__YOUR GOAL__
Set out the items below as a numbered list with one line per entry. Drop any blank lines and leave the pictures out.

__INFORMATION SHOWN__
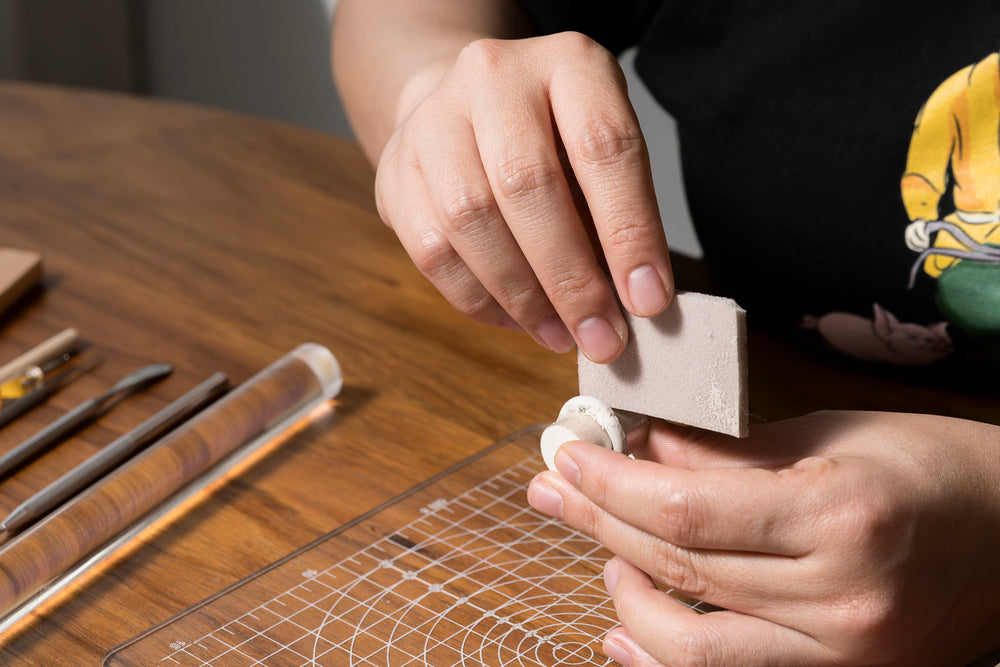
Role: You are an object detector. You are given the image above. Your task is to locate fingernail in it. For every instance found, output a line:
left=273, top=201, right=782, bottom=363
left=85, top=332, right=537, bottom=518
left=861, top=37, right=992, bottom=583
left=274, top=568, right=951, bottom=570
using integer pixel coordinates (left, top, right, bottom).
left=535, top=315, right=576, bottom=353
left=555, top=447, right=580, bottom=489
left=602, top=637, right=632, bottom=667
left=626, top=264, right=668, bottom=317
left=604, top=558, right=619, bottom=595
left=528, top=480, right=563, bottom=519
left=576, top=317, right=625, bottom=364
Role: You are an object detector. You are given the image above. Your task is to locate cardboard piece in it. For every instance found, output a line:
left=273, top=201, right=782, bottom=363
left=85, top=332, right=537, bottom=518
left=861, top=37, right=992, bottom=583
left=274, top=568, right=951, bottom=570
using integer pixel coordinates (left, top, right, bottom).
left=578, top=292, right=749, bottom=437
left=0, top=248, right=42, bottom=315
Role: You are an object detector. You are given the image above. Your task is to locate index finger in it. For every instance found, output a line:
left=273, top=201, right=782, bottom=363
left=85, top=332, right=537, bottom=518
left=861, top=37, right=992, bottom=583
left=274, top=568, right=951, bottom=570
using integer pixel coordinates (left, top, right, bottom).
left=550, top=36, right=674, bottom=317
left=555, top=442, right=824, bottom=556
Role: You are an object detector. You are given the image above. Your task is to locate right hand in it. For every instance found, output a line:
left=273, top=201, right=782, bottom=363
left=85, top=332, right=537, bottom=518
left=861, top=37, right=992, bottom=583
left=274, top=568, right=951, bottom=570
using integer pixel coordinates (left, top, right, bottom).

__TASK RESULT__
1. Role: You are an object detector. You are given the image above. Your task is to locate fingernail in it. For every instance found, output a line:
2. left=273, top=201, right=782, bottom=363
3. left=85, top=332, right=537, bottom=518
4. left=861, top=37, right=992, bottom=583
5. left=274, top=568, right=951, bottom=570
6. using integer pixel coordinates (left, top, right, bottom).
7. left=535, top=315, right=576, bottom=353
8. left=555, top=447, right=580, bottom=489
9. left=602, top=637, right=632, bottom=667
10. left=626, top=264, right=668, bottom=317
11. left=604, top=558, right=619, bottom=595
12. left=528, top=480, right=563, bottom=519
13. left=576, top=317, right=625, bottom=364
14. Role: You are an object detector. You are given the image above. Your task is to locate cardboard piece in it. For every instance found, output a line:
15. left=273, top=201, right=782, bottom=363
16. left=85, top=332, right=537, bottom=518
17. left=861, top=37, right=992, bottom=583
18. left=274, top=568, right=951, bottom=570
19. using integer pixel coordinates (left, top, right, bottom).
20. left=578, top=292, right=749, bottom=437
21. left=0, top=248, right=42, bottom=315
22. Role: You are an object detector. You are given the image above. Your task is to locate index finger in it. For every instance found, output a line:
23. left=273, top=201, right=782, bottom=363
24. left=85, top=332, right=537, bottom=518
25. left=861, top=37, right=992, bottom=583
26. left=274, top=568, right=951, bottom=570
27. using integer pixel coordinates (left, top, right, bottom).
28. left=550, top=36, right=674, bottom=317
29. left=555, top=442, right=824, bottom=556
30. Role: You are an object detector. You are given the image above. Your task is to locate right hand in it. For every instance found, output a line:
31. left=273, top=201, right=782, bottom=363
32. left=85, top=332, right=537, bottom=518
33. left=861, top=37, right=992, bottom=583
34. left=274, top=568, right=951, bottom=570
35. using integer pixel coordinates (left, top, right, bottom).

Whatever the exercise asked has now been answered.